§ What to work on
**A)** Translate the sentence "Then this is the class Critic." from the Critic network post into Spanish.
**B)** Continue the Critic network post, starting right after its last line.

§ Passage shown
>> Begin

Then this is the class Critic.

class Critic(nn.Module):
    def __init__(self, state_dim, action_dim):
        super(Critic, self).__init__()
        self.device = torch.device("cuda" if torch.cuda.is_available() else "cpu")
        # Critic network architecture
        self.w1_s = nn.Parameter(torch.randn(state_dim, 64))
        self.w1_a = nn.Parameter(torch.randn(action_dim, 64))

        self.fc = nn.Linear(64, 1)

    def forward(self, state, action):        
        state = state.to(self.device)
        action = action.to(self.device)
        # Forward pass of the critic network
        x_state = torch.matmul(state, self.w1_s)
        x_action = torch.matmul(action, self.w1_a)
        x = torch.relu(x_state + x_action)
        q_value = self.fc(x)
        
        return q_value

The following is my training process:
(1 episode is equals to 5000 time_slot)

>> End

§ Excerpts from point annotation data

>> Begin

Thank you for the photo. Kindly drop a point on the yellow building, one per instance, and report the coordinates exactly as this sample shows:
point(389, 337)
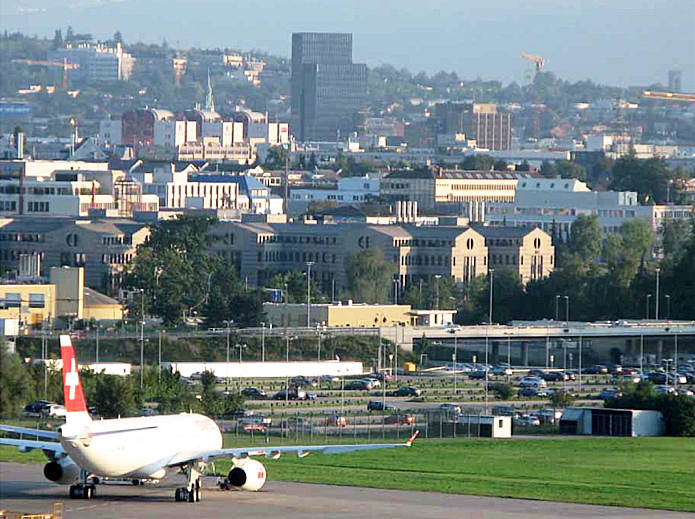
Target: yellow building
point(65, 296)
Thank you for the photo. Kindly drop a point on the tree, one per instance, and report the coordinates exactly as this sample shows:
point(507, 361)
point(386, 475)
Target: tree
point(174, 268)
point(548, 170)
point(275, 159)
point(637, 239)
point(15, 389)
point(114, 396)
point(369, 276)
point(585, 238)
point(57, 39)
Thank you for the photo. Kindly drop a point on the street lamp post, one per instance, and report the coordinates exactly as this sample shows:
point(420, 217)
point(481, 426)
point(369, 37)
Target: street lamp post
point(308, 293)
point(142, 337)
point(228, 331)
point(656, 307)
point(241, 348)
point(667, 362)
point(487, 338)
point(557, 307)
point(263, 343)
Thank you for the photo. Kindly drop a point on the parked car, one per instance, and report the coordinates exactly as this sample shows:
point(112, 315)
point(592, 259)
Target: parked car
point(554, 376)
point(478, 375)
point(378, 405)
point(532, 382)
point(55, 410)
point(240, 413)
point(302, 381)
point(406, 391)
point(526, 421)
point(450, 408)
point(336, 420)
point(399, 419)
point(294, 394)
point(36, 407)
point(607, 394)
point(534, 392)
point(549, 416)
point(363, 385)
point(254, 393)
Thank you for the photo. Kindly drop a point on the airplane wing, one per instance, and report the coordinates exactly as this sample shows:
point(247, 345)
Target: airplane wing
point(29, 445)
point(36, 433)
point(275, 452)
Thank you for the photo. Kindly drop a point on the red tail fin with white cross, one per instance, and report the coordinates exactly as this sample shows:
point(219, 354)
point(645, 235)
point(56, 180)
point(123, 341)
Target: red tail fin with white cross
point(72, 385)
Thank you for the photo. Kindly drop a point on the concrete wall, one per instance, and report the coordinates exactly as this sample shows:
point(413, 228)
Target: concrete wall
point(236, 369)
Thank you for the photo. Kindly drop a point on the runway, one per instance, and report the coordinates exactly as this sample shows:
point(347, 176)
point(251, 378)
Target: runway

>> End

§ Exercise results
**A)** Entonces, esta es la clase Critic.

**B)**
choose_action() in ddpg.py (every time_slot) → choose_action() in meta.py (every time_slot) → [after 1 episode] learn() in meta.py (every 500 time_slot) → [after 2 episode] leran() in ddpg.py (every 500 time_slot)
The program fail when entering leran() in ddpg.py.

And this is my code of choose_action():

def choose_action(self, state, state_mcs):
        if torch.cuda.is_available():
            state = state.to(self.device)
            state_mcs = state_mcs.to(self.device)
        
        self.state_concatenate = torch.cat((state, state_mcs))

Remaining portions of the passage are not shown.